### Provided passage
___
This blog is an introduction to my GSoC Project. I will be working under the mentorship of @tridge and @priseborough. My first Open-Source experience and am looking forward to a great learning and contributing summer.
An Unhealthy EKF standing at the Fork of Lanes in the Jungle of Bad Estimates
What is the EKF
The Extended Kalman Filter (EKF) is ArduPilot’s sophisticated attitude and position estimation system which takes in sensor input from, but not limited to, accelerometer, gyroscope, magnetometer, barometer, GPS, etc. and provides a 24-state estimate of the vehicle. State estimation is how we localize a vehicle in the environment and also keep track of biases of the sensors. The EKF algorithm is an ‘extended’ version of the linear Kalman Filter for non-linear models. Even though being a suboptimal estimator due to the linearization of the state transition and observation model, it is still used as the de-facto standard in Inertial Navigation Systems.
___
### Raw data
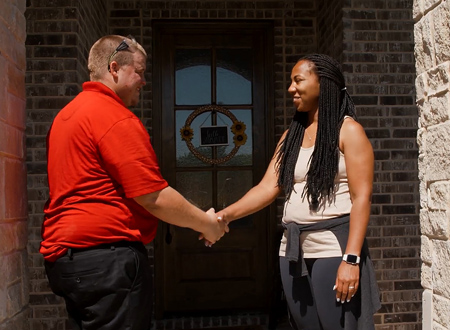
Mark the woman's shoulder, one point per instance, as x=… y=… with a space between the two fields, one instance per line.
___
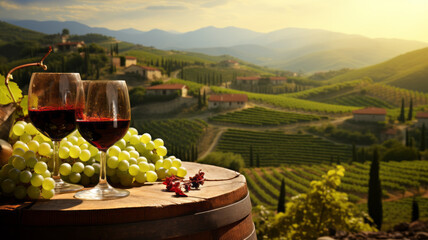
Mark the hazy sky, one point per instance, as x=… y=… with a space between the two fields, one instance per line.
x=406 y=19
___
### Task instructions
• a. From the GSoC blog post, reproduce the passage word for word, starting at "This blog is" and ending at "and contributing summer.".
• b. According to the GSoC blog post, how many states does the EKF's vehicle estimate contain?

### Answers provided
• a.
This blog is an introduction to my GSoC Project. I will be working under the mentorship of @tridge and @priseborough. My first Open-Source experience and am looking forward to a great learning and contributing summer.

• b. The EKF provides a 24-state estimate of the vehicle.